§ **Activities**:
A. Determine whether each of the following statements agrees with the article on the Cluj-Napoca metro: (i) the line will have 19 stations; (ii) the design and construction contract was awarded to a consortium that included Alstom; (iii) the line is expected to carry 540 passengers per day. For each, answer yes or no and quote the deciding words of the article.
B. Reproduce the passage of the article on the Cluj-Napoca metro between "Expected to cost" and "Alstom and Arcada.", inclusive.

§ **Selected excerpt**:
↓

ROMANIA: Construction of Cluj-Napoca metro Line 1 was launched with a groundbreaking ceremony on June 5, attended by Prime Minister Marcel Ciolacu, Minister of Transport & Infrastructure Sorin Grindeanu and Mayor Emil Boc.
The country’s first driverless metro will run over a 21 km route with 19 stations. Starting from Țara Moților in Florești, the Y-shaped line will run via Mănăștur and the future regional hospital to Piața Mărăști, where it will divide. One branch will serve the Muncii industrial area via an interchange with the national railway, while the other will run to Europa Unită via Gheorgheni and Sopor.
Expected to cost 13·7bn lei, the project is being financed from Romania’s National Recovery & Resilience Plan, with 10bn lei coming from the national government and 1·48bn from the European Union. There will also be a local contribution.
A 9bn lei contract for design and construction was awarded in May 2023 to a consortium of Turkish contractor Gulermak, Alstom and Arcada.
The line is scheduled to open in 2031, although Boc anticipates that the first seven stations may be completed as soon as 2026. A condition of the EU funding is that the first phase should be operational within four years. The line will be operated by a fleet of 26 three-car trainsets with capacity for up to 540 passengers, and is expected to carry 164 000 passengers per day.
‘I am delighted to break ground on the biggest infrastructure project in the history of Cluj’, said Ciolacu. ‘Without a metro network, you can’t solve traffic problems in such a large and developed city.’

↑

§ **Stored data**:
↓

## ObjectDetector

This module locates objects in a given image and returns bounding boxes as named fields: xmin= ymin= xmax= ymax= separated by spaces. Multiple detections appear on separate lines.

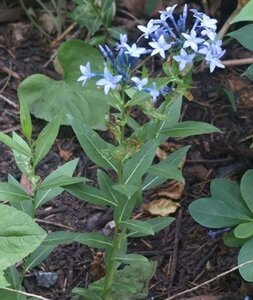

↑

§ **Task solutions**:
A.
(i) Yes: "will run over a 21 km route with 19 stations"
(ii) Yes: "was awarded in May 2023 to a consortium of Turkish contractor Gulermak, Alstom and Arcada"
(iii) No: "is expected to carry 164 000 passengers per day"

B.
Expected to cost 13·7bn lei, the project is being financed from Romania’s National Recovery & Resilience Plan, with 10bn lei coming from the national government and 1·48bn from the European Union. There will also be a local contribution.
A 9bn lei contract for design and construction was awarded in May 2023 to a consortium of Turkish contractor Gulermak, Alstom and Arcada.